= What this task involves =
Copy the records, swapping "kitchen counter" for "kitchen island" everywhere it occurs and keeping everything else the same.

-------- Records provided

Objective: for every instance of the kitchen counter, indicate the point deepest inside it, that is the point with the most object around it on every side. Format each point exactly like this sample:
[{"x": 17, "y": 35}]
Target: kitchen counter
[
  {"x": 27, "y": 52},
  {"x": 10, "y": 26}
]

----------------

= Finished exercise =
Objective: for every instance of the kitchen island, indicate the point deepest inside it, that is the point with the most object around it on every side. Format each point exactly like this sample:
[{"x": 17, "y": 35}]
Target: kitchen island
[
  {"x": 27, "y": 52},
  {"x": 10, "y": 26}
]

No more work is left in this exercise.